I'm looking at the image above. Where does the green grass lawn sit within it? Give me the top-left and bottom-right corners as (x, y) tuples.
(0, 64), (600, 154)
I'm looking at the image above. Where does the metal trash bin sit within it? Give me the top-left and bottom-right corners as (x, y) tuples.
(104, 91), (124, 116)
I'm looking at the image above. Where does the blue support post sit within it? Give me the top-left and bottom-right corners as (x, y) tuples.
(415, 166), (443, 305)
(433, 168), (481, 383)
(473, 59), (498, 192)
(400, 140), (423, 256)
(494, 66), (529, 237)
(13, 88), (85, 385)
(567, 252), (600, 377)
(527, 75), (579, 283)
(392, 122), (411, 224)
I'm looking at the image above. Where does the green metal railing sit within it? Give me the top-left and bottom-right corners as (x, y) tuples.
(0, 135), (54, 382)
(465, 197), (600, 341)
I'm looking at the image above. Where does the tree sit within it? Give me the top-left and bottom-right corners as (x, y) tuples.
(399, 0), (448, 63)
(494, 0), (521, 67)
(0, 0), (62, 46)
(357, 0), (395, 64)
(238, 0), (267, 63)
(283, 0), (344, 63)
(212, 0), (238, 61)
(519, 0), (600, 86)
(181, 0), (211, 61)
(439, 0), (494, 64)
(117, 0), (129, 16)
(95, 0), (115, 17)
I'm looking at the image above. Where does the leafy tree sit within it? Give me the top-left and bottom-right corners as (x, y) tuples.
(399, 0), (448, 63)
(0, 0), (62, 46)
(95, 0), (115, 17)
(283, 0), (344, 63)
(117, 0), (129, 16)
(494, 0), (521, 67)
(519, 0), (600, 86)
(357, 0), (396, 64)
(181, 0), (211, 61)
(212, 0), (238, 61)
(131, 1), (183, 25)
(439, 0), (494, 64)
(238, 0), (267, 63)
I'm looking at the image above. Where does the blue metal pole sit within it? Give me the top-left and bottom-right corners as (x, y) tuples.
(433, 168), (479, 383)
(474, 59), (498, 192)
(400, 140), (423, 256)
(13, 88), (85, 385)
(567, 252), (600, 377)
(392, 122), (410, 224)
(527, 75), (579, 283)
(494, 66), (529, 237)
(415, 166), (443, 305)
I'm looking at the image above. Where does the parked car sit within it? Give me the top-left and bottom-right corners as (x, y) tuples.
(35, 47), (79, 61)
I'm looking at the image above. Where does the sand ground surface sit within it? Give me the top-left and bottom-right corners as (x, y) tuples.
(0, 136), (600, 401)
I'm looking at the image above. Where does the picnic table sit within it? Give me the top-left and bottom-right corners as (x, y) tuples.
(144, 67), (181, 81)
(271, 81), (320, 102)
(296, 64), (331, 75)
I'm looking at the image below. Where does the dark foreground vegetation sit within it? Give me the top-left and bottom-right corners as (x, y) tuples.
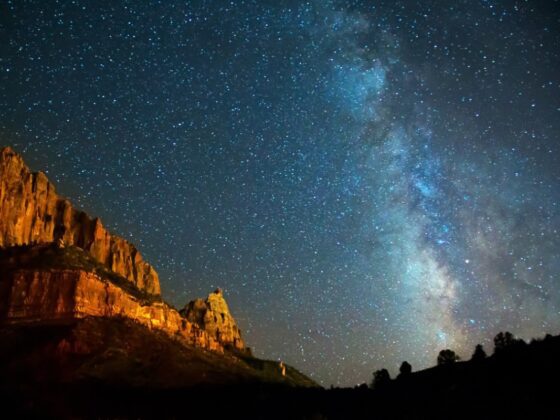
(0, 320), (560, 419)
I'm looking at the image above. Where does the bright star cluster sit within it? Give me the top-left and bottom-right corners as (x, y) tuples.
(0, 0), (560, 385)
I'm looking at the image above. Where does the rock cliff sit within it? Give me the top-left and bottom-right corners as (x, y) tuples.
(0, 269), (224, 352)
(181, 289), (245, 349)
(0, 148), (248, 353)
(0, 147), (160, 295)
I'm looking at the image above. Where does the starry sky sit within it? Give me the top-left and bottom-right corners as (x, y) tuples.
(0, 0), (560, 386)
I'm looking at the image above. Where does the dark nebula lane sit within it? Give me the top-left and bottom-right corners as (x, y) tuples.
(0, 0), (560, 386)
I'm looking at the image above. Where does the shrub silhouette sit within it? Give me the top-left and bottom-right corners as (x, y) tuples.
(371, 369), (391, 390)
(471, 344), (486, 362)
(437, 349), (461, 366)
(494, 331), (527, 354)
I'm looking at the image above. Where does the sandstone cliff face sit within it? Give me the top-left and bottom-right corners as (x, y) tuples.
(0, 147), (160, 295)
(0, 148), (249, 352)
(0, 269), (223, 352)
(181, 289), (245, 350)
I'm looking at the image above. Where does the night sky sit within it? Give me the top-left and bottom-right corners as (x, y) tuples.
(0, 0), (560, 386)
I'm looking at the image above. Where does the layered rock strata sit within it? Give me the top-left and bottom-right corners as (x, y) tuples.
(0, 269), (224, 352)
(0, 147), (248, 352)
(181, 289), (245, 349)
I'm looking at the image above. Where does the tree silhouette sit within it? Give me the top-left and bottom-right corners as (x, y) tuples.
(371, 369), (391, 390)
(471, 344), (486, 362)
(437, 349), (461, 366)
(398, 361), (412, 378)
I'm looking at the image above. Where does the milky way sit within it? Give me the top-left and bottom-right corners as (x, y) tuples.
(0, 0), (560, 385)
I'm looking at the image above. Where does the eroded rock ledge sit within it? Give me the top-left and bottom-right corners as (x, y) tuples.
(0, 147), (161, 295)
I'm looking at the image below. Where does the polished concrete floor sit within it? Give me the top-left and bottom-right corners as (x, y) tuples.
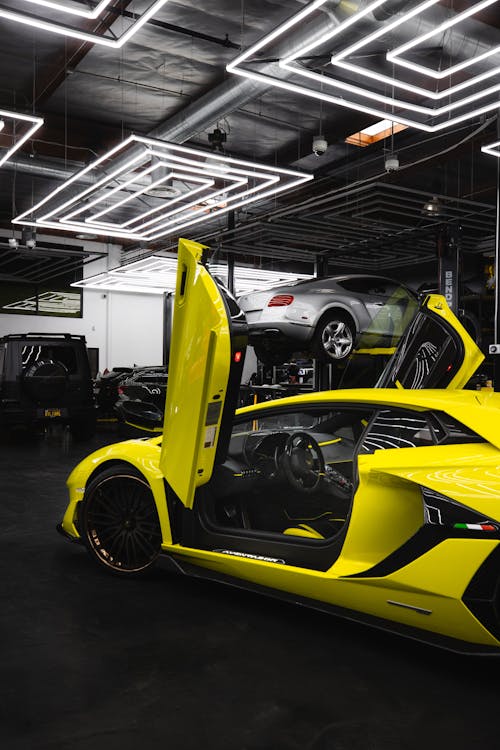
(0, 432), (500, 750)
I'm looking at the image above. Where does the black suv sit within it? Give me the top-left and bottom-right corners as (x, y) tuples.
(0, 333), (96, 440)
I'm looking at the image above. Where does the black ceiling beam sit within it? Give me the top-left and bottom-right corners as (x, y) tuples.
(108, 8), (241, 50)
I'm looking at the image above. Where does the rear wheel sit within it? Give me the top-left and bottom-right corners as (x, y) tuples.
(313, 311), (355, 362)
(80, 464), (161, 575)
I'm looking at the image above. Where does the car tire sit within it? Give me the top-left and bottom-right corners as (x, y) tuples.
(69, 416), (96, 442)
(313, 310), (356, 363)
(79, 463), (162, 577)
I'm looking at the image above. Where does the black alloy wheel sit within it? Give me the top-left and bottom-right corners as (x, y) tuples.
(80, 464), (162, 575)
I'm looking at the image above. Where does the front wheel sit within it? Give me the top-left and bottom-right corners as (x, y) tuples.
(313, 312), (355, 362)
(80, 464), (161, 575)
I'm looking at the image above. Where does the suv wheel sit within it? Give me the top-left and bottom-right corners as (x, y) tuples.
(22, 359), (68, 401)
(313, 311), (355, 362)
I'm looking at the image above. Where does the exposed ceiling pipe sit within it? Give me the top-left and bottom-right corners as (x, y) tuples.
(4, 0), (347, 183)
(3, 0), (496, 192)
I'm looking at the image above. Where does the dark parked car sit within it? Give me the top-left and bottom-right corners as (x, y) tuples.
(0, 333), (96, 440)
(238, 274), (417, 364)
(94, 367), (134, 418)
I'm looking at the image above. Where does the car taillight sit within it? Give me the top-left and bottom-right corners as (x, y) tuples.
(267, 294), (293, 307)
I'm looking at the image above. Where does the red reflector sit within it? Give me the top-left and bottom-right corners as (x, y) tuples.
(267, 294), (293, 307)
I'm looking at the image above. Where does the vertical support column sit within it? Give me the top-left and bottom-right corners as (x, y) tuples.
(438, 222), (462, 315)
(163, 292), (174, 367)
(227, 211), (235, 294)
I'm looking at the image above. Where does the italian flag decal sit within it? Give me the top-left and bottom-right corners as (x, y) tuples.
(453, 523), (497, 531)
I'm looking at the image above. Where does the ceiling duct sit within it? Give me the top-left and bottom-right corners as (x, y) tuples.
(3, 0), (498, 194)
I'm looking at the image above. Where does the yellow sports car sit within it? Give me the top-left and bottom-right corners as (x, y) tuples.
(59, 240), (500, 653)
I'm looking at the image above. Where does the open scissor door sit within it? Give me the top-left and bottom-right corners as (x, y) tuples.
(160, 239), (247, 508)
(377, 294), (484, 388)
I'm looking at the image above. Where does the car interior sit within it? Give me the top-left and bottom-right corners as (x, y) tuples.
(199, 408), (371, 540)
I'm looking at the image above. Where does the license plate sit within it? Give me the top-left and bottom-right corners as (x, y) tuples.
(44, 409), (61, 417)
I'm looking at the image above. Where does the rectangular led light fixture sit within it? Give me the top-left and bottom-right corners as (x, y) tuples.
(0, 0), (168, 49)
(481, 141), (500, 159)
(71, 255), (313, 295)
(227, 0), (500, 133)
(345, 120), (408, 147)
(0, 109), (43, 167)
(13, 135), (313, 241)
(21, 0), (113, 18)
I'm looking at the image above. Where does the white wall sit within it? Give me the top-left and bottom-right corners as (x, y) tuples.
(0, 235), (163, 371)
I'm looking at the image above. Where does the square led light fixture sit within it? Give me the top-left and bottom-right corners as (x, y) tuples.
(0, 0), (168, 49)
(71, 255), (312, 294)
(13, 135), (313, 241)
(0, 109), (43, 167)
(227, 0), (500, 133)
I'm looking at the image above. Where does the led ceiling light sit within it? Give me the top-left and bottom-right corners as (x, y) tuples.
(0, 0), (168, 49)
(481, 141), (500, 159)
(345, 120), (408, 147)
(71, 255), (312, 294)
(0, 109), (43, 167)
(227, 0), (500, 132)
(22, 0), (113, 18)
(12, 135), (313, 241)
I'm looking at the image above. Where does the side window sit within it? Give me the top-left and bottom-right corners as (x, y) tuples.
(360, 409), (436, 453)
(377, 314), (462, 388)
(22, 343), (78, 375)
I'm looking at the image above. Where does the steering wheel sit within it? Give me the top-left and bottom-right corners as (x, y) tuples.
(279, 432), (325, 493)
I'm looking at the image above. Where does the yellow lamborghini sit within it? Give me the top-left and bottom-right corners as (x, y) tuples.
(58, 240), (500, 653)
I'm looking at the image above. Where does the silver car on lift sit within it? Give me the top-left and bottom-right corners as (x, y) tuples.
(238, 274), (417, 365)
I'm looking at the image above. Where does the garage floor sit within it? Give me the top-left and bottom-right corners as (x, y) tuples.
(0, 432), (500, 750)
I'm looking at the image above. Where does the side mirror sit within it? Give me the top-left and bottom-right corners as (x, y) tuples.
(116, 401), (163, 433)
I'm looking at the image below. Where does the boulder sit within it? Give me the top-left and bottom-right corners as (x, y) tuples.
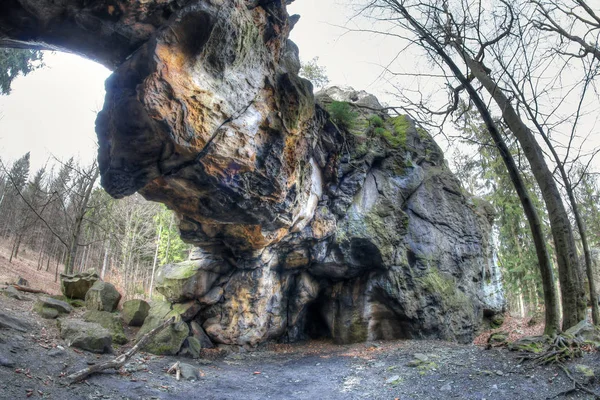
(83, 310), (127, 344)
(179, 363), (200, 381)
(121, 299), (150, 326)
(190, 321), (215, 349)
(0, 311), (31, 332)
(85, 281), (121, 312)
(171, 300), (201, 321)
(565, 320), (600, 346)
(33, 296), (73, 319)
(58, 319), (112, 354)
(490, 314), (504, 329)
(136, 301), (190, 355)
(156, 255), (231, 303)
(2, 286), (32, 301)
(138, 319), (190, 356)
(568, 364), (596, 385)
(179, 336), (202, 358)
(60, 270), (100, 300)
(508, 336), (552, 354)
(488, 332), (508, 344)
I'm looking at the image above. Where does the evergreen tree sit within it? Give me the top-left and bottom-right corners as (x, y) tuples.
(0, 49), (44, 94)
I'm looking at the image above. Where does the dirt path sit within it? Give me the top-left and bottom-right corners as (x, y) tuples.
(0, 296), (600, 400)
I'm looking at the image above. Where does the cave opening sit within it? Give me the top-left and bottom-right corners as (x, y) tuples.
(304, 295), (333, 339)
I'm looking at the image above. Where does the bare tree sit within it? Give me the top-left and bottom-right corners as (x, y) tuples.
(356, 0), (596, 329)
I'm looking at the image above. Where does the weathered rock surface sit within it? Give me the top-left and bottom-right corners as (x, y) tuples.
(60, 270), (100, 300)
(58, 319), (112, 354)
(121, 299), (150, 326)
(83, 310), (127, 344)
(0, 312), (31, 332)
(85, 281), (121, 312)
(33, 296), (73, 319)
(2, 286), (33, 301)
(0, 0), (504, 348)
(137, 301), (190, 355)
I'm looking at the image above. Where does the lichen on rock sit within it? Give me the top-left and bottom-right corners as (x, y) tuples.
(0, 0), (503, 354)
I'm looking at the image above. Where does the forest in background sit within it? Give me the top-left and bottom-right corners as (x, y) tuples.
(0, 0), (600, 329)
(0, 153), (191, 298)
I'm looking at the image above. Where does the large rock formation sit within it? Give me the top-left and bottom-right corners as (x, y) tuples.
· · ·
▸ AIM: Please reproduce the data starting at the line that has "I'm looking at the image above. Where does the suv" and ending after the line that has "(227, 211), (235, 294)", swapping "taillight" for "tail lamp" and leaving everything else as it is.

▸ ANSWER TO THE TASK:
I'm looking at the image above. Where does the suv wheel sit within it? Give me the top-left and bottom-right corners as (x, y) tuples.
(22, 359), (68, 401)
(313, 311), (355, 362)
I'm looking at the image above. Where does the exposed ceiling pipe sit within it? Give me the top-left and bottom-right corners as (x, y) tuples.
(4, 0), (347, 183)
(3, 0), (496, 192)
I'm looking at the image above. Where does the dark parked car sit within it? Give me the top-left and bottom-right corners as (x, y) tuples.
(0, 333), (96, 440)
(238, 274), (417, 364)
(94, 367), (134, 418)
I'm looking at the image above. Where does the car tail lamp sit within it? Give me the top-left and bottom-right corners as (x, y) tuples.
(267, 294), (293, 307)
I'm looking at the image above. Where does the red reflector sit within it? Give me the top-left and bottom-right corners as (x, y) tuples.
(267, 294), (293, 307)
I'm looking at the image above. Where does the vertical support column sit within it? Give me the top-left and bottom-right corners as (x, y) tuples.
(438, 222), (462, 315)
(163, 292), (174, 367)
(227, 211), (235, 294)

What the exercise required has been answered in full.